PROBLEM REQUIREMENTS: Write out the records below again with "single dot" swapped for "small marker" everywhere it appears, changing nothing else. Leave the pictures out.

────────────────────

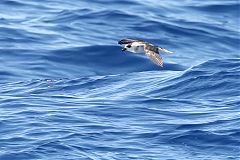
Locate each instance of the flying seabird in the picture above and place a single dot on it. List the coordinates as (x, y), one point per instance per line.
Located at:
(140, 46)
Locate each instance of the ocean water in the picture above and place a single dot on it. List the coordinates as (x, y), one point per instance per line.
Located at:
(68, 92)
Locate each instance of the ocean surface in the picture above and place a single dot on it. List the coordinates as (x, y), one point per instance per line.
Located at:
(68, 92)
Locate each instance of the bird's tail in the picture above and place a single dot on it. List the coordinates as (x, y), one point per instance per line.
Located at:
(164, 50)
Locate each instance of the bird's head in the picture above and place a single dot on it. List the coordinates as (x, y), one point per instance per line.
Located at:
(127, 47)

────────────────────

THE SOLUTION:
Locate each instance of the flying seabird in the picture above and place a small marker on it. List the coordinates as (x, y), one point per instance per line.
Located at:
(140, 46)
Locate each instance of the ocean water in the picture above and place a small marker on it. List the coordinates as (x, y), one point per instance per line.
Located at:
(68, 92)
Locate each instance of the ocean surface in the picture above and place a small marker on it. List the coordinates as (x, y), one point per instance per line.
Located at:
(68, 92)
Locate each instance of the bird's tail in the picture above and place a small marker on it. List the coordinates as (x, y), one point per instance per line.
Located at:
(164, 50)
Locate each instance of the bird's head in the picture above and place a small marker on it. List the coordinates as (x, y), one point per instance per line.
Located at:
(127, 47)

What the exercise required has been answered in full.